• WHAT THE EXERCISE ASKS
Reproduce the records below exactly as they appear.
====
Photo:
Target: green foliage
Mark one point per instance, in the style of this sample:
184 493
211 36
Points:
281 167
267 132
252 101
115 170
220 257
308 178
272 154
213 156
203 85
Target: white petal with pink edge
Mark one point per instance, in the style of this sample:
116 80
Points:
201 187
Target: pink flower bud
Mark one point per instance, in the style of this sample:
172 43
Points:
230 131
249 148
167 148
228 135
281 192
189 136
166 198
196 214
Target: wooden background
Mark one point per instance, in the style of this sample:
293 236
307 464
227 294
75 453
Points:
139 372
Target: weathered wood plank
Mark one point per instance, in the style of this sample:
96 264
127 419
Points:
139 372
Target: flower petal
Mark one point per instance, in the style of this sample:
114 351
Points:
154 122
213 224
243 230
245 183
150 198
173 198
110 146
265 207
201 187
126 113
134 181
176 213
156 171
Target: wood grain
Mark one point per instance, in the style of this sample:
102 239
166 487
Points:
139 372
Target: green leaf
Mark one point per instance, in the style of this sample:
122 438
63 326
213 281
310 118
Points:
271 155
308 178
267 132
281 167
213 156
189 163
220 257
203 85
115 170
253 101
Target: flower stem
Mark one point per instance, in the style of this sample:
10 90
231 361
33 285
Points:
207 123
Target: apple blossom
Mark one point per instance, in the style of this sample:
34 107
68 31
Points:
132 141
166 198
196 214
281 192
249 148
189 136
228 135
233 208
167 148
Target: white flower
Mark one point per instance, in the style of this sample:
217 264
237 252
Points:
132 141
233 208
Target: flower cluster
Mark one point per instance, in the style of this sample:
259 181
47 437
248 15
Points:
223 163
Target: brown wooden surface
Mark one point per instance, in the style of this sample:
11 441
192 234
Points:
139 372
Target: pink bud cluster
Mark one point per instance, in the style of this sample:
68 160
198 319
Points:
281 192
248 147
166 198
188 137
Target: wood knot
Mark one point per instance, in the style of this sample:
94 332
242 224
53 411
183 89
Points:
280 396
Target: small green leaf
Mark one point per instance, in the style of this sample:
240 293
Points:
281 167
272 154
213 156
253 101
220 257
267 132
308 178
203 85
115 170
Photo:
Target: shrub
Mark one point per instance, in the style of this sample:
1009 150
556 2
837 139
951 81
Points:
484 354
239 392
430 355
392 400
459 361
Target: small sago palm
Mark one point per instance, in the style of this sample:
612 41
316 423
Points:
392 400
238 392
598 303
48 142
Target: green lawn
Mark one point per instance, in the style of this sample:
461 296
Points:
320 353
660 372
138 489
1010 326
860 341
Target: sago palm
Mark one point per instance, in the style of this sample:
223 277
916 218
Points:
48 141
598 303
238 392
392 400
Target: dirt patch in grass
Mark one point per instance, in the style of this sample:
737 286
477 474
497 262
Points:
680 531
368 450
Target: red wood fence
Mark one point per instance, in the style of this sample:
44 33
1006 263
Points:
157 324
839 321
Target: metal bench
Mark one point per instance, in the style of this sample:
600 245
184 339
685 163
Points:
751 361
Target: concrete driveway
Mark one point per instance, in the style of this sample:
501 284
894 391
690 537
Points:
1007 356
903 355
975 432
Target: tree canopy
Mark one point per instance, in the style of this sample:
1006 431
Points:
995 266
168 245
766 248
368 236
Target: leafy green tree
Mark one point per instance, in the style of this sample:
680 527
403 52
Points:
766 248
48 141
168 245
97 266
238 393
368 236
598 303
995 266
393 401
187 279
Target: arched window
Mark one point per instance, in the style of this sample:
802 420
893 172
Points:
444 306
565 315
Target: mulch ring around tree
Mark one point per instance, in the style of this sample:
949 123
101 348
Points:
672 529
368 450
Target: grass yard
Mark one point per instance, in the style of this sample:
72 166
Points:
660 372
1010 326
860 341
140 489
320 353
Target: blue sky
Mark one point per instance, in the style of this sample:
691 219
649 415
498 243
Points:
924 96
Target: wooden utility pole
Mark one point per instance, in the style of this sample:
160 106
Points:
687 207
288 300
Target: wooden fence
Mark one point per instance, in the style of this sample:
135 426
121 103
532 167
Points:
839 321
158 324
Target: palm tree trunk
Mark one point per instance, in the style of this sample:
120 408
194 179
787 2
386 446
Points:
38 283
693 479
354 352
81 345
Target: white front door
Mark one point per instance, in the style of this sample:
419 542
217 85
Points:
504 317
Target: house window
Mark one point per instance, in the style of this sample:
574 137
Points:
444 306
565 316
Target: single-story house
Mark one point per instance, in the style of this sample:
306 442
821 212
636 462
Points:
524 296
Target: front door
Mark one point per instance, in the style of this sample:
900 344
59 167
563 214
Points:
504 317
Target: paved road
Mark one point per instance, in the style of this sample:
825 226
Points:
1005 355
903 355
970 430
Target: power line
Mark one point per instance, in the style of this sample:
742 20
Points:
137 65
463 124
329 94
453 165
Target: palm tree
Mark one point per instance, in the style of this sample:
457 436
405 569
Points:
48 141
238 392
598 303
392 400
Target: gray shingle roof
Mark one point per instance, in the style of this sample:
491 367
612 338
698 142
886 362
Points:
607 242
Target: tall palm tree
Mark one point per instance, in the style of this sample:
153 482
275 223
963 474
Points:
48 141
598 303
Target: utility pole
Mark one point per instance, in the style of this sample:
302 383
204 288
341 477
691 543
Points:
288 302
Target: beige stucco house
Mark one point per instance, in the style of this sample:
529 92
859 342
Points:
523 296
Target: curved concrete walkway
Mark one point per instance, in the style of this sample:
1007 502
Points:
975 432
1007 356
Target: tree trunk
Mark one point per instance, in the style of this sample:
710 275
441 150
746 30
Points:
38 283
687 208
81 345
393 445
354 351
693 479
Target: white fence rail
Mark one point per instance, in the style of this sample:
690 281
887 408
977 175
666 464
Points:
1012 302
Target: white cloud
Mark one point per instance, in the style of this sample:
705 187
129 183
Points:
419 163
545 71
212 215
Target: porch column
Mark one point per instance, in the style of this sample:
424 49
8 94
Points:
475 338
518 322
====
• WRITTEN ANSWER
Photo:
Target: green foliage
Mark one point per instance, in the style of this sample:
184 493
211 36
Points:
281 167
267 132
252 101
115 170
220 257
308 178
272 154
213 156
203 85
Target: white petal with pink edge
Mark one point per instance, in the style of this sample:
116 80
Points:
201 187
Target: pink flower bud
Mark one point per instance, in the style of this sample:
172 43
Points:
230 131
249 148
167 148
228 135
281 192
189 136
166 198
196 214
Target: wooden background
Mark one point per instance, in the style of this sample:
293 236
307 464
227 294
75 453
Points:
139 372
Target: weathered wood plank
Mark one point per instance, in the style of this sample:
96 264
127 419
Points:
139 372
Target: flower petal
Mark one point per instance, in the style of this sample:
114 351
Points:
154 122
213 224
243 230
245 183
150 198
173 198
110 146
265 207
201 187
126 113
134 181
176 213
156 171
Target: wood grain
Mark one point per instance, in the style of this sample:
102 239
166 487
Points:
139 372
Target: green leaf
Mark one point per instance, in the style of this sample:
122 438
63 326
213 281
310 118
Points:
271 155
308 178
267 132
281 167
213 156
189 163
220 257
203 85
115 170
253 101
Target: flower stem
Mark one point per instance, in the style of this sample:
10 90
231 361
33 285
Points:
207 123
Target: apple blossom
Mark one point per instance, in the style of this sample:
34 107
68 31
Points:
132 141
166 198
196 214
281 192
249 148
189 136
228 135
233 208
167 148
Target: white flower
Mark one point per instance, in the style of this sample:
217 264
237 252
Points:
132 141
233 208
Target: flower cluster
Mark one point per instance, in the style of this sample:
259 181
47 437
248 15
Points:
223 163
Target: brown wooden surface
Mark one point per instance, in the style of this sample:
11 441
192 234
Points:
139 372
Target: pink bud cluster
Mark one point per instance, in the style of this sample:
68 160
198 319
Points:
281 192
248 147
166 198
188 137
Target: wood knot
Mark one point per instance, in the style of this sample:
94 332
242 224
53 411
183 89
Points:
280 396
Target: small green leaf
Mark one point per instance, in the style of this sample:
240 293
Points:
281 167
272 154
213 156
253 101
220 257
267 132
308 178
203 85
115 170
Photo:
Target: shrub
Mark one point per instance, in the style of this sample:
1009 150
556 2
837 139
951 81
Points:
484 354
239 392
430 355
392 400
459 361
Target: small sago palm
Mark one point per instance, in the style of this sample:
612 41
316 423
Points:
392 400
238 392
598 303
48 142
Target: green lawn
Mark one point per instance, in the style of this sample:
461 296
Points:
320 353
660 372
138 489
1010 326
860 341
Target: sago palm
Mark one point per instance, in the style of this sample:
223 277
916 218
Points:
48 141
598 303
238 392
392 400
Target: dirt patch in grass
Mark one point per instance, in the style of this sample:
737 286
477 474
497 262
Points:
680 531
368 450
Target: red wood fence
Mark one point per instance, in the style of this sample:
44 33
1006 263
Points:
157 324
839 321
Target: metal bench
Mark one point per instance, in the style of this sample:
600 245
184 339
685 163
Points:
751 361
Target: concrete driveway
Mark one point per instance, in the style of this sample:
501 284
894 391
690 537
Points:
1007 356
903 355
975 432
Target: tree canopy
Mark one point per instance, in the style of this sample:
1006 431
Points:
995 266
168 245
766 248
368 236
Target: leafy green tree
Mark one point per instance, in the style of this sample:
680 527
403 52
Points:
766 248
48 141
168 245
97 266
238 393
368 236
598 303
995 266
393 401
187 279
Target: arched window
Mark one point per instance, in the style of this sample:
802 420
893 172
Points:
444 306
565 315
Target: mulch ring around tree
Mark one point per instance, in the style of this sample:
949 123
101 348
Points:
672 529
368 450
Target: grass yard
Mark one point per instance, in the style of this sample:
72 166
Points:
660 372
1010 326
860 341
140 489
320 353
Target: blue sky
Mark one point per instance, in the style of this sample:
691 219
649 415
498 243
Points:
924 96
Target: wooden utility pole
Mark one point per instance, in the style of this sample:
160 106
Points:
687 207
288 300
Target: wooden fence
Mark one point per instance, in the style of this sample:
135 426
121 103
532 167
Points:
839 321
158 324
Target: palm tree trunk
Mark one point per instance, in the style of this sample:
120 408
194 179
787 2
386 446
Points:
38 283
693 479
354 352
81 345
Target: white front door
Mark one point per instance, in the style of this sample:
419 542
217 85
Points:
504 317
Target: house window
Mark one point per instance, in the style of this sample:
574 137
Points:
444 306
565 316
Target: single-story house
Mark one point per instance, in the style of this sample:
306 442
821 212
636 462
Points:
524 296
Target: front door
Mark one point per instance, in the style of this sample:
900 344
59 167
563 214
Points:
504 317
Target: paved road
Mark one point per instance, in the style of this sample:
825 226
Points:
1005 355
903 355
970 430
Target: power line
Mark one point per instance, in the style of this sample:
742 20
Points:
137 65
463 124
329 94
453 165
Target: palm tree
Mark one point per instance, in the style of this sample:
457 436
405 569
Points:
48 141
238 392
598 303
392 400
Target: gray shingle roof
Mark one point per instance, in the style of this sample:
491 367
612 338
698 142
886 362
Points:
607 242
Target: tall palm tree
Mark one point per instance, in the style of this sample:
153 482
275 223
963 474
Points:
48 141
598 303
Target: utility pole
Mark one point per instance, in the style of this sample:
302 383
204 288
341 477
691 543
Points:
288 302
Target: beige stucco house
Mark one point per instance, in the style of this sample:
529 92
859 342
Points:
523 296
Target: curved concrete walkway
Mark one point per instance, in the style of this sample:
1007 502
Points:
975 432
1007 356
Target: tree trunk
Mark one point per instance, in the style of this sample:
710 275
441 150
746 30
Points:
38 283
687 208
81 345
393 445
354 351
693 479
Target: white fence rail
Mark one point per instance, in the style of this sample:
690 281
887 408
977 175
666 464
Points:
1012 302
Target: white cloud
Mark one point per instance, in the style of this sample:
705 187
129 183
Points:
419 163
545 71
212 215
Target: porch column
Mark one point per instance, in the style of this sample:
424 49
8 94
Points:
475 338
518 322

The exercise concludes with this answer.